Once the rocket gets to a speed of 28,000 km/h and flies above the atmosphere, about 100 km above sea level, it is in orbit, and can theoretically continue on its path around the planet forever. There’s no more air resistance, but there’s a new problem—there isn’t much fuel left.
Fuel is Everything
On the launch pad, rockets are tall, heavy, and powerful. By the time they have reached space, they’ve shed 80–95% of their size and weight as fuel is burned and empty fuel cells are dropped. A good example is the Space Shuttle. It was big and heavy, and it needed two boosters and a big rocket, containing 20 times its weight in fuel, just to get it into orbit around the Earth.
With only a fraction of its fuel left, how can a spacecraft go anywhere? The answer is that the typical rules of the road don’t apply in space, and motion is governed by a field of physics known as Orbital Mechanics.

Extracted entries:
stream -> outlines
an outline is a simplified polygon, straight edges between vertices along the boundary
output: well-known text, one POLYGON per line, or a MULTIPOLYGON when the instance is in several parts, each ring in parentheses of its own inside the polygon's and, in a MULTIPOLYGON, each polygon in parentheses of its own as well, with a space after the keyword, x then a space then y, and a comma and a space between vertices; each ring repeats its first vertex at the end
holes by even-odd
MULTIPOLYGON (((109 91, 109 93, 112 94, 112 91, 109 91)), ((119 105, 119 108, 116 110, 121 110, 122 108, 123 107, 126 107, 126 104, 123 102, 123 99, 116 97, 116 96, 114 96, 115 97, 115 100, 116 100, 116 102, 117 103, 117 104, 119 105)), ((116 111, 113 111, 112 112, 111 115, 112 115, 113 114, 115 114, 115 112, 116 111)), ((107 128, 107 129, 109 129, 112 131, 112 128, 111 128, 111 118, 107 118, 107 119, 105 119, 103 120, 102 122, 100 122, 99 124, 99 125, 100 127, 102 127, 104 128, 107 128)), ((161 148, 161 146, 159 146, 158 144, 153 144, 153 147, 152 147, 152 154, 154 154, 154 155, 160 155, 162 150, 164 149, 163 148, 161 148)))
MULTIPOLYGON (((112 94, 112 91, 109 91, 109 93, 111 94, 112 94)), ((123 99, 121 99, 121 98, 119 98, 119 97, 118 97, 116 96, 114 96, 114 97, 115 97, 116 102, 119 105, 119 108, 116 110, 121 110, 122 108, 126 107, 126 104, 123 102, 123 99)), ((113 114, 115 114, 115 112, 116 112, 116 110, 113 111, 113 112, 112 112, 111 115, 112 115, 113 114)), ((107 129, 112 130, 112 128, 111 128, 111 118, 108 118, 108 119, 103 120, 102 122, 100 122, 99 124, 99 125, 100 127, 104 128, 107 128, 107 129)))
...
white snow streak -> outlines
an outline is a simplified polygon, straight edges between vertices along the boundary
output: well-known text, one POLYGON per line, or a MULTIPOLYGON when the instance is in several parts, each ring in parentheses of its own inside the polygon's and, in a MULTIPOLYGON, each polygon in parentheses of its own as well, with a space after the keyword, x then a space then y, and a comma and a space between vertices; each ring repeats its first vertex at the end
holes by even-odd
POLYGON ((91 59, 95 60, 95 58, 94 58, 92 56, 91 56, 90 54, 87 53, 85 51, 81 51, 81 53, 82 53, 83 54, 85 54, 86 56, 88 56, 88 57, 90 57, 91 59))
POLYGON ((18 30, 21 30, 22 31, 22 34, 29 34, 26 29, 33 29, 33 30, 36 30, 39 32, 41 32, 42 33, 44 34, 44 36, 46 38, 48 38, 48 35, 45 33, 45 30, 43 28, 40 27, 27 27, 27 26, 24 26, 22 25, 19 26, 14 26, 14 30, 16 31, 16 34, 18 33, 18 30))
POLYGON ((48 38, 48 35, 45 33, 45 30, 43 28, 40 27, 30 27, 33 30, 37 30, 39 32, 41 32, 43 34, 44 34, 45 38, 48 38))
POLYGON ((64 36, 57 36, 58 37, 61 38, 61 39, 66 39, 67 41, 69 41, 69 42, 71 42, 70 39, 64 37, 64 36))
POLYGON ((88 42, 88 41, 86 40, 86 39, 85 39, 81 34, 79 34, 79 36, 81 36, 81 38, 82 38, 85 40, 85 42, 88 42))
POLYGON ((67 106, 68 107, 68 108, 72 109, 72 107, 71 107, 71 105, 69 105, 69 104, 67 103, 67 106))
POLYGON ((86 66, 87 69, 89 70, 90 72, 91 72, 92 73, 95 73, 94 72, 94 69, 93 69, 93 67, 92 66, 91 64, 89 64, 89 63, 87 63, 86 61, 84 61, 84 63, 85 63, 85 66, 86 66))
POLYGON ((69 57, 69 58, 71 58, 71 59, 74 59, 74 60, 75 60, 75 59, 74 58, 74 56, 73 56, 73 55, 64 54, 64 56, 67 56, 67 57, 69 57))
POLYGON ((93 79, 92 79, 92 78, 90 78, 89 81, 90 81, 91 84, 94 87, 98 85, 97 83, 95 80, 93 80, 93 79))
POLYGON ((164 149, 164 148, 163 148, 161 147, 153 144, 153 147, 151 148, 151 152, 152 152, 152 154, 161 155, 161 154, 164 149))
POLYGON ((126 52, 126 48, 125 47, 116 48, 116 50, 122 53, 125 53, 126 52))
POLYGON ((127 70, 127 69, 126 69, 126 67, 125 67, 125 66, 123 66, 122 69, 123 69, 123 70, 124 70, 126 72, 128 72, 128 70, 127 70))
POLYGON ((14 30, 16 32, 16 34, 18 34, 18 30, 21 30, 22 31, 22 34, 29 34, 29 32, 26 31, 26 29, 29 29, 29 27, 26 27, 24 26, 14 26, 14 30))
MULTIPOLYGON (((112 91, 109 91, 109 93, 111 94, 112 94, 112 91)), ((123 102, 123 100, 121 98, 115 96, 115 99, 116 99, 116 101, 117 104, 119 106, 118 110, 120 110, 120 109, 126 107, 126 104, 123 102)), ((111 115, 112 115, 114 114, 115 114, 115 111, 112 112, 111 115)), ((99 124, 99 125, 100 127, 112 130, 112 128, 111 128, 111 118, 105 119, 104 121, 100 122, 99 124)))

What you are asked to do: Reproduce the text of the orbital mechanics passage between "Once the rocket" and "as Orbital Mechanics.", inclusive.

Finished task:
Once the rocket gets to a speed of 28,000 km/h and flies above the atmosphere, about 100 km above sea level, it is in orbit, and can theoretically continue on its path around the planet forever. There’s no more air resistance, but there’s a new problem—there isn’t much fuel left.
Fuel is Everything
On the launch pad, rockets are tall, heavy, and powerful. By the time they have reached space, they’ve shed 80–95% of their size and weight as fuel is burned and empty fuel cells are dropped. A good example is the Space Shuttle. It was big and heavy, and it needed two boosters and a big rocket, containing 20 times its weight in fuel, just to get it into orbit around the Earth.
With only a fraction of its fuel left, how can a spacecraft go anywhere? The answer is that the typical rules of the road don’t apply in space, and motion is governed by a field of physics known as Orbital Mechanics.